ASSIGNMENT:
Beginning with the very first line, please reproduce the entries exactly through the line containing "rose --coords pixels".
....
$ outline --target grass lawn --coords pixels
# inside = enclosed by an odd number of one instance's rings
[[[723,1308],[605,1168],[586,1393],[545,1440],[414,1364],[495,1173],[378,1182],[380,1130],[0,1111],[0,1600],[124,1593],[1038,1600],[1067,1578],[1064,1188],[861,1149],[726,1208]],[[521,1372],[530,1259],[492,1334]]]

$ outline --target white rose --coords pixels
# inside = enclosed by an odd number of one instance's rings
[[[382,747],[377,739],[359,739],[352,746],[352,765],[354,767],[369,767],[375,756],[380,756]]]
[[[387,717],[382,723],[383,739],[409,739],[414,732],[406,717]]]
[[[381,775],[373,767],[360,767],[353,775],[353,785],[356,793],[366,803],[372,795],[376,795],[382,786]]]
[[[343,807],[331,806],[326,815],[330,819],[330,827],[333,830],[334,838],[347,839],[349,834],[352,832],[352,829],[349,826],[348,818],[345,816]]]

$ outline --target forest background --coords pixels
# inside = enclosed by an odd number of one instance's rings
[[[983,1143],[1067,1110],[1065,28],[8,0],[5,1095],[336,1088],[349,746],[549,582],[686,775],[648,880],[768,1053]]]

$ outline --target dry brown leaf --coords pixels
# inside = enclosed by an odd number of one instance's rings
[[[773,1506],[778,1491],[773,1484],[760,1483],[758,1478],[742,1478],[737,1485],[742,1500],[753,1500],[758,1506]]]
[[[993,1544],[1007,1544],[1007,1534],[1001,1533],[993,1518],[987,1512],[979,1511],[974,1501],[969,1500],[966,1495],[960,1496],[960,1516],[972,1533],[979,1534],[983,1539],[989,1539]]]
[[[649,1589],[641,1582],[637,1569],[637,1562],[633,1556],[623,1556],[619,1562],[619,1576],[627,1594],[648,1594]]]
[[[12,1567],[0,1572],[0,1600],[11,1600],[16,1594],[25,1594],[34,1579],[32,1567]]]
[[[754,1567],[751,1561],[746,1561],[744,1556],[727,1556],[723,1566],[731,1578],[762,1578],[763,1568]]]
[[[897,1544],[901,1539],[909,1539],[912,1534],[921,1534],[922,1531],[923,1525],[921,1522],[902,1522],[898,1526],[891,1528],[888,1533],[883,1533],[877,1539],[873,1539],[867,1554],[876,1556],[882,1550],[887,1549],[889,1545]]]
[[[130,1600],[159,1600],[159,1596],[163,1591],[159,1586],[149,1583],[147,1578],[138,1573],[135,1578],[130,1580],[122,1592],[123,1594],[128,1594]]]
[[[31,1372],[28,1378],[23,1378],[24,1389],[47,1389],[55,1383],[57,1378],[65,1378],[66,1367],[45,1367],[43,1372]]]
....
SOLUTION TO THE EXERCISE:
$ outline --target grass lawn --coords pixels
# inside = enclosed by an odd number of one instance's rings
[[[723,1308],[605,1168],[586,1393],[545,1440],[414,1364],[495,1173],[378,1182],[380,1130],[0,1111],[0,1600],[124,1593],[1038,1600],[1067,1578],[1064,1188],[861,1149],[726,1208]],[[521,1372],[530,1259],[492,1334]]]

$ outline --target white rose --coords pixels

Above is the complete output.